--- Work to do ---
Can you set out the lines of all the records below as a numbered list, skipping blank lines and leaving the pictures out?

··· Extracted records

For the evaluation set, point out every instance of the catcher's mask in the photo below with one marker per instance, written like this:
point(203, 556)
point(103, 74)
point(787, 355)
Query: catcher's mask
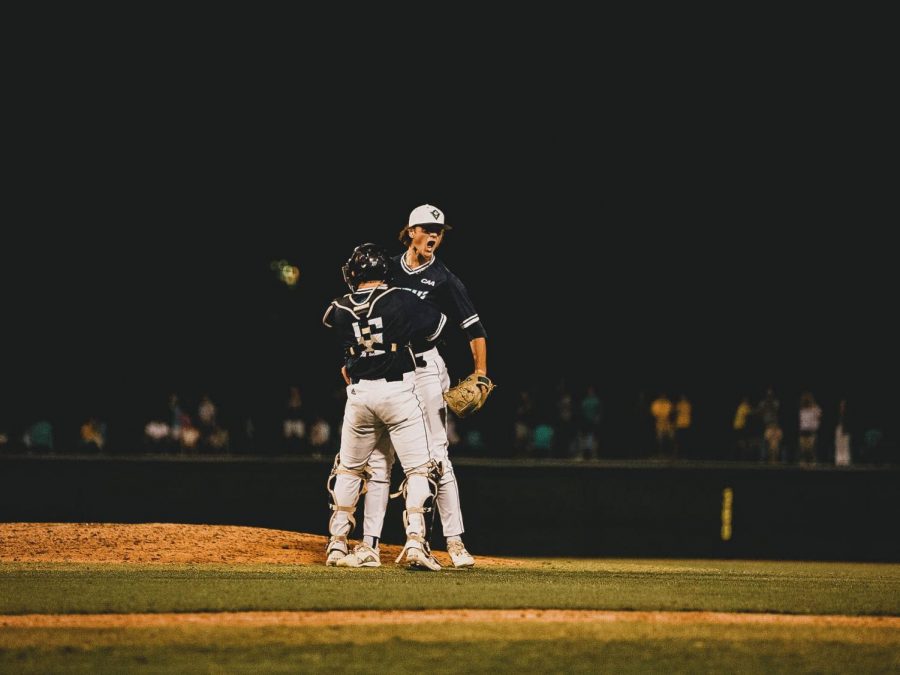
point(368, 262)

······

--- Task result ---
1. For the evaluation set, point out every instance of the catcher's mask in the photo below with one marker per instance, written like this:
2. point(203, 556)
3. point(103, 74)
4. point(787, 355)
5. Query: catcher's mask
6. point(368, 262)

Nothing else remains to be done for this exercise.